Required work: Copy out the material below, switching every "single point" to "single marker" and changing nothing else.

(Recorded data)

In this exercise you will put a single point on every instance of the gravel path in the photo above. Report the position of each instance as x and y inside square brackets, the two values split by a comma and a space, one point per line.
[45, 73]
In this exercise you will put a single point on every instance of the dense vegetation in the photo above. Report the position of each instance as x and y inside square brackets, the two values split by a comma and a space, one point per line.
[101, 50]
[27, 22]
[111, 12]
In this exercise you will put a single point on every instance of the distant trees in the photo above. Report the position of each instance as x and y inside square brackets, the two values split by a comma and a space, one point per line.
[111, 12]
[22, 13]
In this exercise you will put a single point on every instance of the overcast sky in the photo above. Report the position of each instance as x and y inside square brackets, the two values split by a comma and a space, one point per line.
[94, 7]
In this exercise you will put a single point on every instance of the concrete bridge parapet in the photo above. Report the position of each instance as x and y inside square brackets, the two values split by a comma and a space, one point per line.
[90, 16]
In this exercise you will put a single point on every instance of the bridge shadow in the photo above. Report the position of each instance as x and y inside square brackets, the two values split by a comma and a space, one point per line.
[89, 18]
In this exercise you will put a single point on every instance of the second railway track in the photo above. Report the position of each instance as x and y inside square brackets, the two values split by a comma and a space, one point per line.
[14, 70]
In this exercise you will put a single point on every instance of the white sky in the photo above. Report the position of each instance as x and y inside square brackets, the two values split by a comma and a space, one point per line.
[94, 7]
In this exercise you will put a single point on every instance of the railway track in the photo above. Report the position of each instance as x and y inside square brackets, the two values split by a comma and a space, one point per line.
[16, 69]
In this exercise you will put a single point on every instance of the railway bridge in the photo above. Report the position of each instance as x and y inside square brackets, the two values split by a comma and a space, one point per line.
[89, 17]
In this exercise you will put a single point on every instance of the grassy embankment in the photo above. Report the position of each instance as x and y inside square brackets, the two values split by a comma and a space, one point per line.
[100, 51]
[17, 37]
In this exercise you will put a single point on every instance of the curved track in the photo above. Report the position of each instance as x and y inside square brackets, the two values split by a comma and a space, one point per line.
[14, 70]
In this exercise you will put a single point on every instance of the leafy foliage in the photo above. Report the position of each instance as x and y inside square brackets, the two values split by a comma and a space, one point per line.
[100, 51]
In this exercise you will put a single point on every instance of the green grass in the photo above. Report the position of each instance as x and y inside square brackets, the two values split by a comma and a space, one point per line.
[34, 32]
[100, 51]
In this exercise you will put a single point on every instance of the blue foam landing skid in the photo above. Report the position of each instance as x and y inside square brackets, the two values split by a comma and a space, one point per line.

Exercise output:
In this exercise you will put a single marker on every instance of the gravel path in the photo above. Report the position of each instance as x and y inside square brackets, the two values split by a comma and a space, one point per line.
[45, 73]
In this exercise you will put a single marker on every instance of the dense vegetation in the photo above. Report the position of each instance as x and y inside square brackets, the two values split by a comma and a space, one point per line.
[101, 50]
[27, 22]
[111, 12]
In this exercise you will put a single marker on every instance of the distant trees in the photo above. Report the position of each instance as x and y inside square brackets, the two values split by a comma and a space, one point per line.
[111, 12]
[22, 13]
In this exercise you will put a single marker on every instance of the overcast sky in the photo above. Report the position of each instance as x and y inside square brackets, the two values split by a comma and a space, one point per line.
[94, 7]
In this exercise you will put a single marker on every instance of the concrete bridge parapet in the photo above. Report the position of each instance as x and y inside square brackets, the two values split by a comma and a space, one point per line.
[90, 16]
In this exercise you will put a single marker on every instance of the bridge shadow in the photo above. Report the position of each instance as x and y inside square brackets, the two values split by a comma and a space, one point per line.
[89, 18]
In this exercise you will put a single marker on every instance of the second railway track in the photo above. Report the position of each instance as x and y inside square brackets, the two values split by a comma and a space, one point per line.
[14, 70]
In this exercise you will put a single marker on every instance of the white sky in the photo above. Report the position of each instance as x and y inside square brackets, the two values split by a comma and a space, one point per line.
[94, 7]
In this exercise you will put a single marker on every instance of the railway track in the photo above. Report the position of each instance as x and y inside square brackets, the two values split by a comma and a space, one point per line.
[16, 69]
In this exercise you will put a single marker on every instance of the railway bridge in the photo above. Report the position of each instance as x and y inside square brackets, the two values split by a comma and a space, one point per line.
[89, 17]
In this exercise you will put a single marker on every instance of the grassy embankment in the photo above. Report the position of each instance as x and y inside square brackets, the two values split by a comma and a space, one point per line.
[100, 51]
[17, 37]
In this exercise you will put a single marker on every instance of the curved track in the photo above. Report the position of each instance as x and y inside square brackets, the two values split by a comma and a space, one point per line.
[14, 70]
In this exercise you will put a single marker on every instance of the leafy foliage in the photo above. Report the position of each instance as x and y inside square brackets, the two values split by a comma and a space, one point per line.
[100, 51]
In this exercise you will put a single marker on every instance of the green grass in the photo above. Report the position of each instance as x and y inside square brackets, the two values split by a comma and a space, one point per line.
[34, 32]
[100, 51]
In this exercise you will put a single marker on every instance of the blue foam landing skid in the photo above. Report the position of each instance as x and y inside square brackets, the two values split by a comma and a space, one point per line.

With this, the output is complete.